:: PROVIDED DATA ::
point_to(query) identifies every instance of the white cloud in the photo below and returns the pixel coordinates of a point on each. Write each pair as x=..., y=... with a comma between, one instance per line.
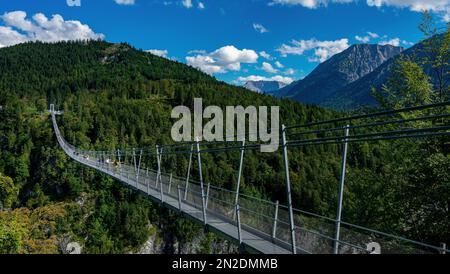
x=265, y=55
x=278, y=78
x=268, y=68
x=124, y=2
x=222, y=60
x=289, y=72
x=278, y=64
x=187, y=3
x=322, y=49
x=260, y=28
x=407, y=43
x=362, y=39
x=19, y=29
x=394, y=42
x=158, y=52
x=441, y=7
x=373, y=35
x=197, y=51
x=311, y=4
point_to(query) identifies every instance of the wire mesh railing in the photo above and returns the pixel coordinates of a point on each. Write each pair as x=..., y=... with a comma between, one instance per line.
x=313, y=233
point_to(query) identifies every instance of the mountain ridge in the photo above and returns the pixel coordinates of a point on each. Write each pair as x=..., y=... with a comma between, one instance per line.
x=337, y=72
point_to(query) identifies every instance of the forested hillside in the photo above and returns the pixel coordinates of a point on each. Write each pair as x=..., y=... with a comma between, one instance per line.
x=115, y=96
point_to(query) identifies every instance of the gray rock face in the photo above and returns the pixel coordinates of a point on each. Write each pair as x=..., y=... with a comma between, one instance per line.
x=340, y=70
x=264, y=86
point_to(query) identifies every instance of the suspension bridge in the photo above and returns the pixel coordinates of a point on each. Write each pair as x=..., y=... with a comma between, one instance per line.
x=262, y=226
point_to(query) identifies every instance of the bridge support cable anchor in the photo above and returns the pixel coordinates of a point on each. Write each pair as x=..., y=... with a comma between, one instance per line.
x=158, y=176
x=238, y=224
x=275, y=220
x=288, y=189
x=170, y=184
x=341, y=190
x=139, y=168
x=199, y=158
x=207, y=195
x=147, y=181
x=238, y=185
x=179, y=198
x=119, y=163
x=188, y=173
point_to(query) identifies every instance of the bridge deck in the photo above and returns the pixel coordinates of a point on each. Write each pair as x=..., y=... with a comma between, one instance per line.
x=252, y=241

:: INSTRUCTIONS TO FOLLOW ::
Return, unchanged, each line from the line containing "point_to(query) identifies every instance of the wire" through the last line of the material.

:: RESULT BELOW ::
point_to(query) identifies every instance of the wire mesh railing in the photo above and returns the pixel coordinates of a point on each. Write each pair as x=..., y=... with a comma between, one instance per line.
x=313, y=233
point_to(query) identifies every instance of the mountain ridge in the photo above and returns the pixel coordinates of a point on each. Write each pair as x=..., y=... with a comma between, one instance per line.
x=337, y=72
point_to(query) identifies every instance of the forested hillside in the photo above and returns the pixel coordinates of a point on each. Write each pair as x=..., y=... with a comma between, one instance per line.
x=115, y=96
point_to(query) identifies every instance of the gray rock face in the photo above and returns the pixel coordinates of a point on each. Write each pair as x=..., y=... with a comma between, one instance per line.
x=340, y=70
x=264, y=86
point_to(query) identifies every instance of the suspension bridge in the photo above and returns the pixel coordinates of a point on each. Write each pair as x=..., y=... with a comma between, one instance per line.
x=262, y=226
point_to(query) identifies every instance of the bridge support cable anchor in the photo above and returns the pixel coordinates of a point on each. Write each pair as x=..., y=... with a comma between, one instance per line.
x=158, y=176
x=238, y=224
x=275, y=220
x=288, y=189
x=170, y=184
x=341, y=190
x=139, y=168
x=199, y=158
x=207, y=195
x=147, y=181
x=238, y=185
x=179, y=198
x=119, y=163
x=188, y=173
point_to(query) identifies every instance of the bridge deck in the photo above and returns the pixel coordinates of a point on each. Write each pair as x=..., y=... with a comma between, one instance per line.
x=252, y=241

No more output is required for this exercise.